> **What you are asked to do**: Return every line in the entries below that contains the string "wheel", copying each line in full.

[Dataset extracts with box labels]
____________

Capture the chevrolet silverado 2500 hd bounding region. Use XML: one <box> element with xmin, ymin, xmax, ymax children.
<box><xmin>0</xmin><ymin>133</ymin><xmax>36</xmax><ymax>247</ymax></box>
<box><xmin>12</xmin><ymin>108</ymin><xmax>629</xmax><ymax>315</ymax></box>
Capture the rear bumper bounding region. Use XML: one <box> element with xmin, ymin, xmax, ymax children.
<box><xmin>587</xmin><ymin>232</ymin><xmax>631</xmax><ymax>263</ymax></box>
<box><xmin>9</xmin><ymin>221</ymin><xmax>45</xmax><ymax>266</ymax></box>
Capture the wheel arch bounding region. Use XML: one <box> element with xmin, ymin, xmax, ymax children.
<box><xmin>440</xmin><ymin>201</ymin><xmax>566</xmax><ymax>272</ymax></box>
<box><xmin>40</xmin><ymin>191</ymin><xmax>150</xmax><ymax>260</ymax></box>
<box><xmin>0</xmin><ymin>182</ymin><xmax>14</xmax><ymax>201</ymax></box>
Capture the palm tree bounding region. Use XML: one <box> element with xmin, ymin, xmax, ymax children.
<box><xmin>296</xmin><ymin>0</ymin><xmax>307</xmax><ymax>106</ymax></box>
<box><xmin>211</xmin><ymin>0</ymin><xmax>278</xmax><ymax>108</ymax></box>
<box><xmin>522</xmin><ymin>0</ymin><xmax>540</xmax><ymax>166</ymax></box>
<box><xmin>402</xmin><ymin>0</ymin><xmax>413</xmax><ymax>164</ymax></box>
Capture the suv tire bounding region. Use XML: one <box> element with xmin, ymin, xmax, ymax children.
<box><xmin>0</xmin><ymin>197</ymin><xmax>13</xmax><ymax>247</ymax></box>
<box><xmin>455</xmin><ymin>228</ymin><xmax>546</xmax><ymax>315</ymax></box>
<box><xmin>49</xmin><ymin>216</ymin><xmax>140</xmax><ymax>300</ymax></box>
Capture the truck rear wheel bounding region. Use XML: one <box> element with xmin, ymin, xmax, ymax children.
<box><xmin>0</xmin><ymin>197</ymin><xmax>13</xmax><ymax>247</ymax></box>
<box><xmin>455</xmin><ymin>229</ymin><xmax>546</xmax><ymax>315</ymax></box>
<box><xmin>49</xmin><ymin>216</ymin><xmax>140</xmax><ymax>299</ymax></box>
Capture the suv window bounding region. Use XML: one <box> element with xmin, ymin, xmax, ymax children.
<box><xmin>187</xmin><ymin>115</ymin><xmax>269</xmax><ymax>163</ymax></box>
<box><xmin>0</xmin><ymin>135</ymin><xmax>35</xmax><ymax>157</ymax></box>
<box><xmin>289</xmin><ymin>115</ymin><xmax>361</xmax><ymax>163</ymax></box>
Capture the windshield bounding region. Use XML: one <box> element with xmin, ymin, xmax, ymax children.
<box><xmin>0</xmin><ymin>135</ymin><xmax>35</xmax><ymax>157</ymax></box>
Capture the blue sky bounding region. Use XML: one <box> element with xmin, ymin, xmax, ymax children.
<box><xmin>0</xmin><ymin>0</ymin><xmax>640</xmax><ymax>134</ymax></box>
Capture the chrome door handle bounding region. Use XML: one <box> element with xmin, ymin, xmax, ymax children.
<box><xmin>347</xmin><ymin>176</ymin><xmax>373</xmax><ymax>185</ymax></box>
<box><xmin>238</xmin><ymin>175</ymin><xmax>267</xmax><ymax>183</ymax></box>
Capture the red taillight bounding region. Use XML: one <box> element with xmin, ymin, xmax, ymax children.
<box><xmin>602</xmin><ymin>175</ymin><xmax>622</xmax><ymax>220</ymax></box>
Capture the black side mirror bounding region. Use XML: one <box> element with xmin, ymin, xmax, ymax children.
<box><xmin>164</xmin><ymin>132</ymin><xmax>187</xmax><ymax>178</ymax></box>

____________

> **Result**:
Capture the wheel arch bounding region. Use XML: one <box> element with xmin, ymin, xmax, ymax children.
Capture the truck rear wheel bounding region. Use XML: one <box> element with xmin, ymin, xmax, ymax children.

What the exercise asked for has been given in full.